_Source passage_.
■ ■ ■

However, if the product is nonlinear performance, any fixed
correlation between the conditions of operation and the product
itself cannot be accurately estimated.
BRIEF DESCRIPTION OF THE DRAWINGS
[0005] FIG. 1 is a schematic diagram of one embodiment of a
computing device including an experimental design unit.
[0006] FIG. 2 is a block diagram of function modules of the
experimental design unit in FIG. 1.
[0007] FIG. 3 is a flowchart illustrating one embodiment of a
design method for a nonlinear object.
[0008] FIG. 4 is a detailed description of step S07 in FIG. 3, for
reclassifying groups of experimental conditions according to
nonlinear boundary values and a threshold value of a refining
mechanism.
[0009] FIG. 5, FIG. 6, FIG. 7, FIG. 8 and FIG. 9 give examples
illustrating a correlation between a nonlinear object and
performance variables of the nonlinear object.

■ ■ ■

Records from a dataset
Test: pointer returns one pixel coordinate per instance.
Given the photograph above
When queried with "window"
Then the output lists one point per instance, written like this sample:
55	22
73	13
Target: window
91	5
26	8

■ ■ ■

_Requirements_. Return the full patent excerpt on the experimental design unit, word for word.

_Response to this exercise_.
However, if the product is nonlinear performance, any fixed
correlation between the conditions of operation and the product
itself cannot be accurately estimated.
BRIEF DESCRIPTION OF THE DRAWINGS
[0005] FIG. 1 is a schematic diagram of one embodiment of a
computing device including an experimental design unit.
[0006] FIG. 2 is a block diagram of function modules of the
experimental design unit in FIG. 1.
[0007] FIG. 3 is a flowchart illustrating one embodiment of a
design method for a nonlinear object.
[0008] FIG. 4 is a detailed description of step S07 in FIG. 3, for
reclassifying groups of experimental conditions according to
nonlinear boundary values and a threshold value of a refining
mechanism.
[0009] FIG. 5, FIG. 6, FIG. 7, FIG. 8 and FIG. 9 give examples
illustrating a correlation between a nonlinear object and
performance variables of the nonlinear object.